Te lezen fragment:

---

Aan de andere kant van het scherm ziet niemand dat ik een beperking heb!
Kijken naar filmpjes, spelletjes spelen, sociale media updaten of naar muziek luisteren.Net als de mens zonder een licht verstandelijke beperking, gebruiken LVB’ers ook gewoon media. Echter vallen zij onder de risicogroepen qua gebruik van media. Vaak is niet bekend bij de LVB’er hoe veilig om te gaan met het internet. Bovendien vormen zij een groep die gevoeliger is voor verslaving, manipulatie of afwijzing. Naast de negatieve kanten die media met zich mee brengt, zitten er ook positieve kanten aan het gebruik. Zoals het gebruik van apps, deze kunnen LVB’ers helpen met bijvoorbeeld hun zelfredzaamheid. Om die reden is het goed om in kaart te hebben, welke mogelijkheden er allemaal zijn voor LVB’ers, maar ook voor begeleiders om goede ondersteuning te kunnen bieden aan de LVB’er.
Ontwikkelingen
De maatschappij wordt steeds digitaler, ingewikkelder en hiermee wordt de zelfredzaamheid steeds belangrijker. Er wordt verwacht dat iedereen een groot netwerk heeft, om hulp te ontvangen wanneer dit nodig is. Bankzaken gaan online, de ov-kaart is ingevoerd en het aanvragen van een uitkering is zelfs voor de persoon zonder een licht verstandelijke beperking niet altijd even makkelijk. Door deze ontwikkelingen, wordt er veel van LVB’ers gevraagd. Een groot netwerk hebben ze vaak niet en de zelfredzaamheid is er wel, maar met de huidige ontwikkelingen wordt er veel verwacht van de LVB’er, wat lang niet altijd gerealiseerd kan worden (Nationale hulpgids, 2015).

---

Materiaal voor oefening:
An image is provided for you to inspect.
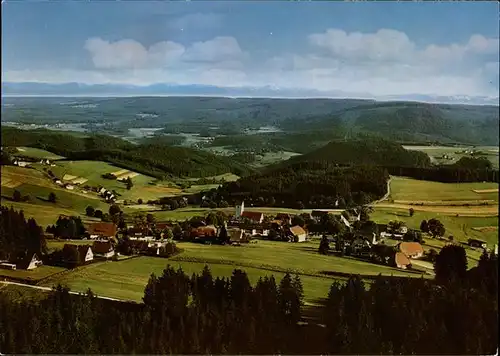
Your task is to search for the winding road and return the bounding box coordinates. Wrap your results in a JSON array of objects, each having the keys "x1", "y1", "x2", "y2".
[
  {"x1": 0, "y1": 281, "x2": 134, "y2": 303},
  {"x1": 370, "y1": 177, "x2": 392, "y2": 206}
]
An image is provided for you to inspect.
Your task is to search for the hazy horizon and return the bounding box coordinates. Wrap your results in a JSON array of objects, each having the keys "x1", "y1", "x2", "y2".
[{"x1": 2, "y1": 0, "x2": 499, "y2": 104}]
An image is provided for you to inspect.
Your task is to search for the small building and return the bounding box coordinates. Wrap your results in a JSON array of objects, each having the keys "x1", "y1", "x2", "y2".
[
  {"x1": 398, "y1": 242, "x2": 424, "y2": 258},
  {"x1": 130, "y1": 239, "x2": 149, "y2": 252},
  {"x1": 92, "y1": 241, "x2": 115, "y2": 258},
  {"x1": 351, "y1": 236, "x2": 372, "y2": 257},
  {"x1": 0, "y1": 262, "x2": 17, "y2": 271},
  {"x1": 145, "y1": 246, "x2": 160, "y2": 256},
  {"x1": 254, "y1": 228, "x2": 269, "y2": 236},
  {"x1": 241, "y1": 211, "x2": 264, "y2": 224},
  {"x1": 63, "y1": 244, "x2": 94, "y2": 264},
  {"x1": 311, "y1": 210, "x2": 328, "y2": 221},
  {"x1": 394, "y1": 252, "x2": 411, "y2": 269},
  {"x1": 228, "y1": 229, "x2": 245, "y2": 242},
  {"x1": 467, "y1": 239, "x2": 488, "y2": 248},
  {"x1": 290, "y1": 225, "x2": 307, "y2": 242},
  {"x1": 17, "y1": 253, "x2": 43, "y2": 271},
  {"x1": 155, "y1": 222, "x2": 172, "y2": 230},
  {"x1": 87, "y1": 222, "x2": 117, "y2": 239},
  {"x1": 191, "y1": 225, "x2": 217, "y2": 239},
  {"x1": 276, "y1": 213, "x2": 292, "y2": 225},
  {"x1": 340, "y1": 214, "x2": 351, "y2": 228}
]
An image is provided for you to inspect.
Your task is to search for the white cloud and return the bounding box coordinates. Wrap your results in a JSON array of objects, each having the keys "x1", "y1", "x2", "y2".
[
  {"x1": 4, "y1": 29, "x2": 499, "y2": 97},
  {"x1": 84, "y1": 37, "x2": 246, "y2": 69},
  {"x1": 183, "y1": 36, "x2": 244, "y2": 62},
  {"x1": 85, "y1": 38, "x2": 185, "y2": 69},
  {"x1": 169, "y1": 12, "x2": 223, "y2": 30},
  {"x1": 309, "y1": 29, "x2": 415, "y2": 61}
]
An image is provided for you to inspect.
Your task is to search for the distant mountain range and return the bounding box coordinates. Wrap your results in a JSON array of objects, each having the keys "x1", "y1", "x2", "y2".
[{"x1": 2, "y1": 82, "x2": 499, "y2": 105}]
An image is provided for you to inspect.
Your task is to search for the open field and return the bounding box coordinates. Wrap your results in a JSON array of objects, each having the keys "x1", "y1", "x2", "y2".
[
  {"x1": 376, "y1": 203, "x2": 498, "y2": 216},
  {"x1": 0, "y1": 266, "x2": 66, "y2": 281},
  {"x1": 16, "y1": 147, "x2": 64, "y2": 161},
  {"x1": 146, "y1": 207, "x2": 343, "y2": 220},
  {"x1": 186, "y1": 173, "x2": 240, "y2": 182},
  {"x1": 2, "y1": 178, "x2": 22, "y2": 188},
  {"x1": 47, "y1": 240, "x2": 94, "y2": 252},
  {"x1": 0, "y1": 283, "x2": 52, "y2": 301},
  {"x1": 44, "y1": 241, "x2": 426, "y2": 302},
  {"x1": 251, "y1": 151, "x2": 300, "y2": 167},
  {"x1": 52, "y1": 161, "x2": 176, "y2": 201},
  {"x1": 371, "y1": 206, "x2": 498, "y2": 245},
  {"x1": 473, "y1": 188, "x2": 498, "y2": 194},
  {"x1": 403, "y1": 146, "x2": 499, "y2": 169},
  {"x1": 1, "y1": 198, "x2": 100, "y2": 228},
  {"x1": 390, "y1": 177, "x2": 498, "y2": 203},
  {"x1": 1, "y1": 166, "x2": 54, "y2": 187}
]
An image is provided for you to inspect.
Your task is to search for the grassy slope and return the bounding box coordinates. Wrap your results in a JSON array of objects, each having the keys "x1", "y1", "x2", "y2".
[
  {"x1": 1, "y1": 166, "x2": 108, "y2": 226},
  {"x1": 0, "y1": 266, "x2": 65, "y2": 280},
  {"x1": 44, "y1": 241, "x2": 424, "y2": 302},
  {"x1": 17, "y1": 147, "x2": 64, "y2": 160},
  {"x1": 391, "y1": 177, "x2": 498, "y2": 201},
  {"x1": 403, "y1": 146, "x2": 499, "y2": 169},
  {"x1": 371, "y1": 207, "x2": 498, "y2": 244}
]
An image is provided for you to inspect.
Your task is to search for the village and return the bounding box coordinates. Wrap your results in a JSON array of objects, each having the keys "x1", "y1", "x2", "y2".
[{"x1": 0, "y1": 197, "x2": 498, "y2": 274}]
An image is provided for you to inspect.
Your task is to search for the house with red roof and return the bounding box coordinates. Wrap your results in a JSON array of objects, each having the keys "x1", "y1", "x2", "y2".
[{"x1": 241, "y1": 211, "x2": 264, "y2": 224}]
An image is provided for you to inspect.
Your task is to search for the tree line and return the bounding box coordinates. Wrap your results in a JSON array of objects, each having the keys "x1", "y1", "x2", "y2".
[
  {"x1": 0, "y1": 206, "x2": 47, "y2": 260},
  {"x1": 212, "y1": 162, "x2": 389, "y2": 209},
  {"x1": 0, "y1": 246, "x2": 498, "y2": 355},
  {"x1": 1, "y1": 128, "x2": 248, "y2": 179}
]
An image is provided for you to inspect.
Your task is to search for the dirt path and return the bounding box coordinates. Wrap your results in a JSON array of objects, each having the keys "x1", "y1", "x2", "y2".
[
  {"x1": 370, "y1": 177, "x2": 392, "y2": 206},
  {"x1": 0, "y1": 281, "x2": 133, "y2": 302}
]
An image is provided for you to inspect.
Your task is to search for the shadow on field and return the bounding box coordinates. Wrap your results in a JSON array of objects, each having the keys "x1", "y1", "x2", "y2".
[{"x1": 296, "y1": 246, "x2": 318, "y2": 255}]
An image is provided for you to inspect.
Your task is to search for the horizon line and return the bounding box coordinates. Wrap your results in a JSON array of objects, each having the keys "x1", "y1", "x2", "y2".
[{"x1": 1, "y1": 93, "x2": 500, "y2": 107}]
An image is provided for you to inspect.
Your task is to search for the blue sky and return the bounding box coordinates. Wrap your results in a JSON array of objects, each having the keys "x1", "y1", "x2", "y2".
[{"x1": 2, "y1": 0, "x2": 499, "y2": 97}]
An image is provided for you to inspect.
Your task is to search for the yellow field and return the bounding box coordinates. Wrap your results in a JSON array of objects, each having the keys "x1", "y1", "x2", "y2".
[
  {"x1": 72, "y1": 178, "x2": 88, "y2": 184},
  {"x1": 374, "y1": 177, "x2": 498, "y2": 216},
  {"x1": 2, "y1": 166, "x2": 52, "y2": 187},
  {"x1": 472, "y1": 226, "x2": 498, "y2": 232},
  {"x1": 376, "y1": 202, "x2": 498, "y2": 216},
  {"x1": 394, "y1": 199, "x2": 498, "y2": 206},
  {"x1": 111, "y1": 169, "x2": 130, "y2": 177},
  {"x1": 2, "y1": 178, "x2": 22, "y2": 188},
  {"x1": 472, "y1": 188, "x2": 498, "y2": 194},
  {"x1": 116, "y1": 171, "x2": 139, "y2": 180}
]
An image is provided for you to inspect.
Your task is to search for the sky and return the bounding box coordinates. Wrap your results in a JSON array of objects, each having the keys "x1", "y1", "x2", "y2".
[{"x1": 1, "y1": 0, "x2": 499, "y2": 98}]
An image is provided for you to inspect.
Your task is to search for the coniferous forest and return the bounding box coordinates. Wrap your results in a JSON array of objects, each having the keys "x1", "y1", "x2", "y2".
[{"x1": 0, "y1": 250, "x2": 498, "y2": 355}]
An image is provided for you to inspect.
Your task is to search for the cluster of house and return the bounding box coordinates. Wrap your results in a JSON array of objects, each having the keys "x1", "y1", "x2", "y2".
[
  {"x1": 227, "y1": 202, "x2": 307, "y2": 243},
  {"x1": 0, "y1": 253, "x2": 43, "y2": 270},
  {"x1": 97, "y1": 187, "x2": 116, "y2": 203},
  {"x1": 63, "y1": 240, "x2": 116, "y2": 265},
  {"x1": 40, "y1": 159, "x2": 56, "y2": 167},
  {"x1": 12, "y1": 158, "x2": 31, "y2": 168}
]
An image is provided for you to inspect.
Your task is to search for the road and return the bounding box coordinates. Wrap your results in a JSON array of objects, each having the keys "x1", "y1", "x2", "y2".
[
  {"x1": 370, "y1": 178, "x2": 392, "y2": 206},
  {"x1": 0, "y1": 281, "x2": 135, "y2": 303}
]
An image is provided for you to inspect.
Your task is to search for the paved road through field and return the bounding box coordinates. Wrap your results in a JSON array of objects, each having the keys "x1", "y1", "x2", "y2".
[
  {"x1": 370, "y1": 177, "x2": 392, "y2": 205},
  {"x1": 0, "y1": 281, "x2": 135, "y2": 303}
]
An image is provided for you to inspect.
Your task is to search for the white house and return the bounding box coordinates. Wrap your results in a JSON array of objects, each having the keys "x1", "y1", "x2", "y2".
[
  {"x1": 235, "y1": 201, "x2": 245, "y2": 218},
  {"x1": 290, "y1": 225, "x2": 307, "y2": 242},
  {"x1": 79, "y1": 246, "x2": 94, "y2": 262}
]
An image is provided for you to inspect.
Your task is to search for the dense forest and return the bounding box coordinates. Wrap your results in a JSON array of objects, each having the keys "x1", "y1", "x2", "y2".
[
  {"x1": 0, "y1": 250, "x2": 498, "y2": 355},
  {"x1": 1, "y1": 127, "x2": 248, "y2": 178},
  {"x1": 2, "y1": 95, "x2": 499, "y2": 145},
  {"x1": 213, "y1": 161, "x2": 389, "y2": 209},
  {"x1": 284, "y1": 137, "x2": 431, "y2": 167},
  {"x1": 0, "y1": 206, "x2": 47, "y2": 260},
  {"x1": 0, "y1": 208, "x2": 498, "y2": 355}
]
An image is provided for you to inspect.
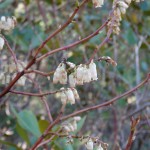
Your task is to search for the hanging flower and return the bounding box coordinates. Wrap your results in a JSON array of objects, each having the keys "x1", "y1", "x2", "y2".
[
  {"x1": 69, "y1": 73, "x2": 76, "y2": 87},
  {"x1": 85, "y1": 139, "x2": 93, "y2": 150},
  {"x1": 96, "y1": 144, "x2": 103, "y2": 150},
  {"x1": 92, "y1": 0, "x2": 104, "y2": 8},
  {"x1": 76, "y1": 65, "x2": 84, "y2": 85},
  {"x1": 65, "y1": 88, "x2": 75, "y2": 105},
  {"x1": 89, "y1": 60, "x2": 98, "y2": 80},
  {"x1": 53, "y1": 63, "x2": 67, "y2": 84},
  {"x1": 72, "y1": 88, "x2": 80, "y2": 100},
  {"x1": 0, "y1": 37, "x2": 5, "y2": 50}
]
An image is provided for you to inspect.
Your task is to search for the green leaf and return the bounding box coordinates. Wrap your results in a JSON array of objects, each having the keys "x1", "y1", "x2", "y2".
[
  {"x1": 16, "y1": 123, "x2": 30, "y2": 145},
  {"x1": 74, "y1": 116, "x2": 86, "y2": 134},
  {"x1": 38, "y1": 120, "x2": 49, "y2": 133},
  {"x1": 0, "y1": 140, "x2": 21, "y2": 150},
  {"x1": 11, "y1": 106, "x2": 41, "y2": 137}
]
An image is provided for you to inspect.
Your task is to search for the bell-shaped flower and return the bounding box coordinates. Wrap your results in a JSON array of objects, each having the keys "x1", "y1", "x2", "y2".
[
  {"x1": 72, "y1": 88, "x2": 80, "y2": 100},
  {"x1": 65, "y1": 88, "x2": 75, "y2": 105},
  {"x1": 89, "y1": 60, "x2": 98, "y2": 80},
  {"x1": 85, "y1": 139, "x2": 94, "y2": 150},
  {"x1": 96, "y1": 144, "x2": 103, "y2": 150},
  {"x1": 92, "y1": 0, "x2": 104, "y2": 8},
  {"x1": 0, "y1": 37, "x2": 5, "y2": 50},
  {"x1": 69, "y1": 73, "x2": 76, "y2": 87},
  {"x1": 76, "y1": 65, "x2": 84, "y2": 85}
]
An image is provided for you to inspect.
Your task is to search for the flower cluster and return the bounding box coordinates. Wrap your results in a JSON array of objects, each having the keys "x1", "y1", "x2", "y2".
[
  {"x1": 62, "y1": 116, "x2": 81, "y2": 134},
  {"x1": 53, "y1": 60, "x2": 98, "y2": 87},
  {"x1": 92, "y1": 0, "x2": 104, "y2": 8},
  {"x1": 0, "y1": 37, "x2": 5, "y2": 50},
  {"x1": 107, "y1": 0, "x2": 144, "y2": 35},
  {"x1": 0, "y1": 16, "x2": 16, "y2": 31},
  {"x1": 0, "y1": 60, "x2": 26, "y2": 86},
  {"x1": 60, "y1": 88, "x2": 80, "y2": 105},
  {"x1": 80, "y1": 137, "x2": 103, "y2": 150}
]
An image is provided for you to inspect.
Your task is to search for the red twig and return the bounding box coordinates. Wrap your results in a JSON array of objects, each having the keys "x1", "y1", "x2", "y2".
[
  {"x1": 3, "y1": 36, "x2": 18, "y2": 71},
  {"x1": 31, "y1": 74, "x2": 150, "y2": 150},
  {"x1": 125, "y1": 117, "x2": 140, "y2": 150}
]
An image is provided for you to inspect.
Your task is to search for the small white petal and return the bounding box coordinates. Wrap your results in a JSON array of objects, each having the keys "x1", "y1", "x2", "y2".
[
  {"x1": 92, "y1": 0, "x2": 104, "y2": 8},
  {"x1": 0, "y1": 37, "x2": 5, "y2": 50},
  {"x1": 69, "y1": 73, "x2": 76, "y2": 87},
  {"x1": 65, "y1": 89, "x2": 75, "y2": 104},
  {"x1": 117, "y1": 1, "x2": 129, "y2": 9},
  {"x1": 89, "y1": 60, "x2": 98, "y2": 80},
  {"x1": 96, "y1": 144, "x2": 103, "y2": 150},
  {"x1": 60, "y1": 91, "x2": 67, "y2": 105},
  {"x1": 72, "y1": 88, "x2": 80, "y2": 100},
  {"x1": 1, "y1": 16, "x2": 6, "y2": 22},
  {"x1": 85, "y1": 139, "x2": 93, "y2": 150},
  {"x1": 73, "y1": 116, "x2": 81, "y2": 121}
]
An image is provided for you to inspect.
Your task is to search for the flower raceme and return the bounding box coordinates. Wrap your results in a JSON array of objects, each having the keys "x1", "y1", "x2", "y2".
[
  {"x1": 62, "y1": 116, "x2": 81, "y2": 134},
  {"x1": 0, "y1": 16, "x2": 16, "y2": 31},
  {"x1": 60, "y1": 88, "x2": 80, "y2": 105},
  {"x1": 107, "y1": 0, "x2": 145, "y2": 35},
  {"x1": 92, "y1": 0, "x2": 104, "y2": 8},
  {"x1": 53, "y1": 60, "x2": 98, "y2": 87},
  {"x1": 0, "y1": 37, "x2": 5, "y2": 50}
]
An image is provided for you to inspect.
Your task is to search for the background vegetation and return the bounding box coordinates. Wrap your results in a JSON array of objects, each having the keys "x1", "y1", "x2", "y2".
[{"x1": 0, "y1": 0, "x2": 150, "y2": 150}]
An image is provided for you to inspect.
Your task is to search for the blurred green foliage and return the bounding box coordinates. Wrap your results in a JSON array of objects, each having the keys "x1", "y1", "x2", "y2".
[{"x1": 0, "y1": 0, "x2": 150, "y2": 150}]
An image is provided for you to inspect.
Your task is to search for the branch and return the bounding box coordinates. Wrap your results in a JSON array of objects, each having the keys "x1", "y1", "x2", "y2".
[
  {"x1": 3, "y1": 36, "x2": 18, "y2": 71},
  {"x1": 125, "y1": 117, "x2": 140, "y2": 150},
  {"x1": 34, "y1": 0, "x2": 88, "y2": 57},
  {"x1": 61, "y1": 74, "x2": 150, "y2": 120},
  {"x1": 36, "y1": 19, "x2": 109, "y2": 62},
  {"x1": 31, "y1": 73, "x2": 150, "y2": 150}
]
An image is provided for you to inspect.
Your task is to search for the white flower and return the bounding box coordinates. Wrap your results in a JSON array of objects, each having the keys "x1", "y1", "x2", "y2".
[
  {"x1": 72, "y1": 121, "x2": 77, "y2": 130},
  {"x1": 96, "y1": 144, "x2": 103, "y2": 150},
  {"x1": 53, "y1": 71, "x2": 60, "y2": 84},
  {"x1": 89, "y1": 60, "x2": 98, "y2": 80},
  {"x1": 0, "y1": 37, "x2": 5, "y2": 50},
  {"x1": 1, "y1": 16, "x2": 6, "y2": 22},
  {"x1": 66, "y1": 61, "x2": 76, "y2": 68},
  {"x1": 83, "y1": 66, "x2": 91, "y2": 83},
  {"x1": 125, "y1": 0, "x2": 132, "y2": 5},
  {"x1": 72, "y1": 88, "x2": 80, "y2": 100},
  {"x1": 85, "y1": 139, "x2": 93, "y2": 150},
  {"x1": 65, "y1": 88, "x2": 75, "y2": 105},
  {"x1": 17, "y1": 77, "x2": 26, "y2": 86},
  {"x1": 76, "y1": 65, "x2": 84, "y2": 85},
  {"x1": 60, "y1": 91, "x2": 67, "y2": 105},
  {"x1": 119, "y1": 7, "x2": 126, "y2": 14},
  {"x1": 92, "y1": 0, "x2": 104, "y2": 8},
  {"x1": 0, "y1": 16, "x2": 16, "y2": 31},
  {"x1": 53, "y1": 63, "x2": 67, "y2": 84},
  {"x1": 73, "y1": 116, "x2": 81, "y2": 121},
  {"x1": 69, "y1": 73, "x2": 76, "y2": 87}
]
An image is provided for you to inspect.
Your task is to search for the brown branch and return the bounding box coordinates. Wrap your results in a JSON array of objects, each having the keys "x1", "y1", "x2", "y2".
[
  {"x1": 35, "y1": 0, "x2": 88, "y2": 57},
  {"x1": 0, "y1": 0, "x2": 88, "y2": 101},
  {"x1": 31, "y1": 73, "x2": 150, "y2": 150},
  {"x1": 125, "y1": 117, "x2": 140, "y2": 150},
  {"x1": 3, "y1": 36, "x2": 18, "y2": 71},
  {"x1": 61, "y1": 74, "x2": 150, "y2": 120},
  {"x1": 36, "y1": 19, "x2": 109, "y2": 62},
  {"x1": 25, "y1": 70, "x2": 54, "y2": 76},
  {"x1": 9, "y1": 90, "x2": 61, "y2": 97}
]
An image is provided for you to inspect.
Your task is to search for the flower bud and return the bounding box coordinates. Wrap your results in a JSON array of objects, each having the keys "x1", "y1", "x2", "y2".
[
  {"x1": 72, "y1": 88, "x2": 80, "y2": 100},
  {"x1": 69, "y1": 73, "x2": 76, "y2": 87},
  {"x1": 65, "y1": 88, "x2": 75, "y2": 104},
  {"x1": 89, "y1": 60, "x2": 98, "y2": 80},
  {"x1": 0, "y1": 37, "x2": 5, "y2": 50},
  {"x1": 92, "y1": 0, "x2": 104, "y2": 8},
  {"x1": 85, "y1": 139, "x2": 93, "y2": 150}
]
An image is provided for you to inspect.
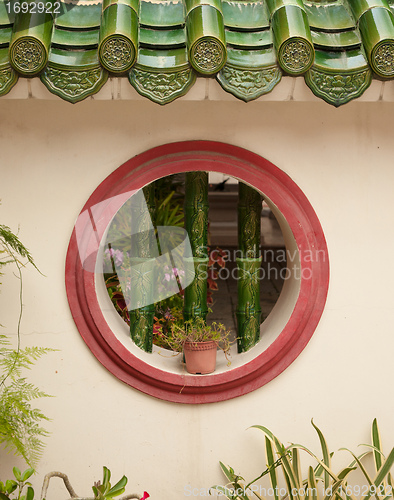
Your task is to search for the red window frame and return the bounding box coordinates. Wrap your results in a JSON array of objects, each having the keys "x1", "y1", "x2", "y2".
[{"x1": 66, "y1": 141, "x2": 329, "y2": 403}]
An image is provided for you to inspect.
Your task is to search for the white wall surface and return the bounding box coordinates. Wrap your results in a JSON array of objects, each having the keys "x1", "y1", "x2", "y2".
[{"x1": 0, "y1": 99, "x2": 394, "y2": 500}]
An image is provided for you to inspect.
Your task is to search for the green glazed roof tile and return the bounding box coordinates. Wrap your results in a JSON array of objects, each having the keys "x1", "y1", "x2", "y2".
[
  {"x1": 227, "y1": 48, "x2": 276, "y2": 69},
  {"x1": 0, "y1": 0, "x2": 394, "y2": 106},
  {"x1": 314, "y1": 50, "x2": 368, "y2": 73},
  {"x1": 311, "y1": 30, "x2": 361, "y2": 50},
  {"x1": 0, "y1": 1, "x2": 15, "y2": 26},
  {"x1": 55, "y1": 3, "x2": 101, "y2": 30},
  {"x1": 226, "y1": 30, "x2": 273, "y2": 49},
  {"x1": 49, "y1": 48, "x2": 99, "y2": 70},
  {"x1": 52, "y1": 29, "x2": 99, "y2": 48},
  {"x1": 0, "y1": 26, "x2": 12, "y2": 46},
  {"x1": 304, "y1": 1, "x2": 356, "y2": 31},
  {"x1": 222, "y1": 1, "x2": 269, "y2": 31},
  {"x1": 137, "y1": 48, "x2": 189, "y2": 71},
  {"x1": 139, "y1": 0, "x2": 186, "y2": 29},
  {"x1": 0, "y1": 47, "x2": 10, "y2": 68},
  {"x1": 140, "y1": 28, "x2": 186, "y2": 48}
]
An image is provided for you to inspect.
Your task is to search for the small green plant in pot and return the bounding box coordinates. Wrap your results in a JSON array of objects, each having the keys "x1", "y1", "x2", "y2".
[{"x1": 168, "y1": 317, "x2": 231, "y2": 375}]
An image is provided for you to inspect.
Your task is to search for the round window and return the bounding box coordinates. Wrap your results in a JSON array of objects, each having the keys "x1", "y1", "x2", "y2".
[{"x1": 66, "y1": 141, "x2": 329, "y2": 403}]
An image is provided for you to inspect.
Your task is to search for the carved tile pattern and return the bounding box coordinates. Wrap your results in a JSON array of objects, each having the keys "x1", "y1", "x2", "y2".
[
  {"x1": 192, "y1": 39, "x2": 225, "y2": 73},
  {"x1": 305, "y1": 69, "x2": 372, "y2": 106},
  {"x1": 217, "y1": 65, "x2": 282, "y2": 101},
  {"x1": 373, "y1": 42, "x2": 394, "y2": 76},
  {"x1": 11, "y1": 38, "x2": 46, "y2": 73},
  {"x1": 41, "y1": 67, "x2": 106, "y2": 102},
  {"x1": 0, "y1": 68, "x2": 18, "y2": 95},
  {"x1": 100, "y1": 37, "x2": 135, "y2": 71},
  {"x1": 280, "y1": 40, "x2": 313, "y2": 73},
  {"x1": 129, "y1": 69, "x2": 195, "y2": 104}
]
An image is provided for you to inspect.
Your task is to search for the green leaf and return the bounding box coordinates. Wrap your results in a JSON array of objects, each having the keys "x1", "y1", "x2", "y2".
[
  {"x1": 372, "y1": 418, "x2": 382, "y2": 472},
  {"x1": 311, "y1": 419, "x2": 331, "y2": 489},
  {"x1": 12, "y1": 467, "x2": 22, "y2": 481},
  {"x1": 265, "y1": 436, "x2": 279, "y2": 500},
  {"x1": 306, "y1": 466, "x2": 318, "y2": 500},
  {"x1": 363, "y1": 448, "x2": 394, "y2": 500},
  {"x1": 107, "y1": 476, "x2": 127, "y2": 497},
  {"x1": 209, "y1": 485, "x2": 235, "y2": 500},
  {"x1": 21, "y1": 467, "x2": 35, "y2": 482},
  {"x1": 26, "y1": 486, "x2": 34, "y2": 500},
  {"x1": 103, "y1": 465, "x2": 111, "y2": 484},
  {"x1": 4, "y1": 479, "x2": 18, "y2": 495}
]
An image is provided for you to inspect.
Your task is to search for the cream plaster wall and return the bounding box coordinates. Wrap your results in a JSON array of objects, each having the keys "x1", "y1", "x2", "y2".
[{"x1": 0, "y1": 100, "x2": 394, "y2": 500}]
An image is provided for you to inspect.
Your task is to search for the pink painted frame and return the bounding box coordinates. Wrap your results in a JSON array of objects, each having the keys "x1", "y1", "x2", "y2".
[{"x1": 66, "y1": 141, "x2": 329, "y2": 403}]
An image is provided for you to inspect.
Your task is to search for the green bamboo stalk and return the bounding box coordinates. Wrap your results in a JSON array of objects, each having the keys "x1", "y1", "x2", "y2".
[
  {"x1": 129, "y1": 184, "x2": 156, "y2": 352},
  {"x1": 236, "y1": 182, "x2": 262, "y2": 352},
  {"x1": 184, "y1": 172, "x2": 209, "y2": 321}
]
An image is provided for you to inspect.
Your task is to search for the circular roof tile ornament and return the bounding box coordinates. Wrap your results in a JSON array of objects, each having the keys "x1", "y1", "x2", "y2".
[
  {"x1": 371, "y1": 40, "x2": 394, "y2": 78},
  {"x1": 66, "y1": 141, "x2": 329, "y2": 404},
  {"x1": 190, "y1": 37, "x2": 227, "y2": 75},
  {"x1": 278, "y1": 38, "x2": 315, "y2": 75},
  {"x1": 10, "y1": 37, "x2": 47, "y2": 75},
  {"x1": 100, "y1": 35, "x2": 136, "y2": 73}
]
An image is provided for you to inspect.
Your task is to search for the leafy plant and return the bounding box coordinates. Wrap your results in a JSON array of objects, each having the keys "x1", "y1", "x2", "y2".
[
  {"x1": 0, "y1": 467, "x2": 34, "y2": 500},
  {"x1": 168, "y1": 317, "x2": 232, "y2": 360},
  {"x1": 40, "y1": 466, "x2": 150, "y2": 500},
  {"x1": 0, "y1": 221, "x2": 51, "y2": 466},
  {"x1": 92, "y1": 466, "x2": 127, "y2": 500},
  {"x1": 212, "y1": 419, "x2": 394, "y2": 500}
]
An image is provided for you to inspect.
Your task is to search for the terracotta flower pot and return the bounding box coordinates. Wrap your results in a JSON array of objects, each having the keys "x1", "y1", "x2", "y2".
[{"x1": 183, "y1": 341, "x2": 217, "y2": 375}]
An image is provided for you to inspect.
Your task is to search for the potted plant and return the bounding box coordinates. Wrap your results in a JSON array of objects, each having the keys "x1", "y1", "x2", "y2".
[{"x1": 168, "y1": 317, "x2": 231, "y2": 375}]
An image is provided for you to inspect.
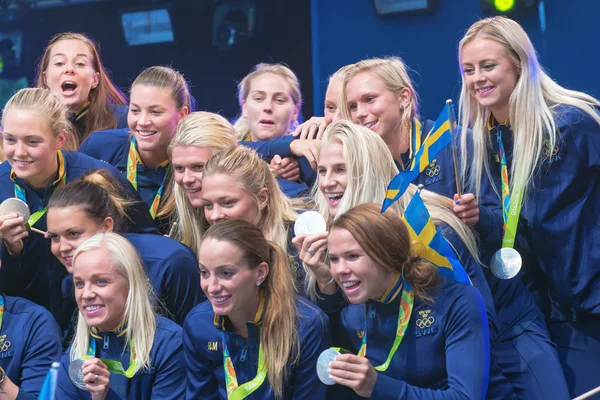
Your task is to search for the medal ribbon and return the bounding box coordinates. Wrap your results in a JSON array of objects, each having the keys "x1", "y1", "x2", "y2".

---

Eisen bij opdrachten:
a) Filter de records en neem elke regel over waarin het woord "window" voorkomt.
b) Zet de tekst over mediagebruik door mensen met een licht verstandelijke beperking voort, aansluitend op de laatste zin.

Antwoorden per opdracht:
a)
Your task is to search for the red window frame and return the bounding box coordinates. Wrap your results in a JSON array of objects, each having the keys "x1", "y1", "x2", "y2".
Your task is to search for the round window and return the bounding box coordinates. Wrap your results in a JSON array of objects, each having the keys "x1", "y1", "x2", "y2".

b)
Figuur 1. Mediawijsheid (Z.D.)
Het netwerk voor de LVB’er kan als vangnet fungeren. Voor LVB’ers geldt net als voor niet LVB’ers dat je leert van fouten. Echter heeft deze doelgroep meer moeite met het verwerken van fouten, hierbij kan het netwerk ondersteuning bieden. Wanneer het netwerk op de hoogte is van de bezigheden van de LVB’er, kan er ingegrepen worden. Neem bijvoorbeeld het plaatsten van een bericht of foto op Facebook. Wanneer hier veel kritiek en negatieve reacties op komen, kan dit moeilijk te verwerken zijn vanwege de licht verstandelijke beperking. Dan is het fijn, als iemand uit het netwerk kan ondersteunen en kan praten over datgene wat voor gevallen is. Mede hierdoor is een netwerk zo belangrijk voor een LVB’er (Vergeer & Nikken, 2015).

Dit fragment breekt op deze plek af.